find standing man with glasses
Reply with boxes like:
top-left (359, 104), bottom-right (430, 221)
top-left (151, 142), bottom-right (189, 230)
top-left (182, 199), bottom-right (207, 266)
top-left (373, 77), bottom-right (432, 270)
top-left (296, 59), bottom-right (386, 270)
··········
Render every line of the items above as a Markdown table with two columns, Row and Line. Number each row and omit blank lines.

▶ FULL OUTPUT:
| Row | Line |
|---|---|
| 1 | find standing man with glasses |
| 2 | Reply with boxes like: |
| 3 | top-left (359, 104), bottom-right (430, 221) |
| 4 | top-left (151, 142), bottom-right (189, 230) |
| 5 | top-left (182, 199), bottom-right (207, 266) |
| 6 | top-left (373, 77), bottom-right (432, 270) |
| 7 | top-left (296, 59), bottom-right (386, 270) |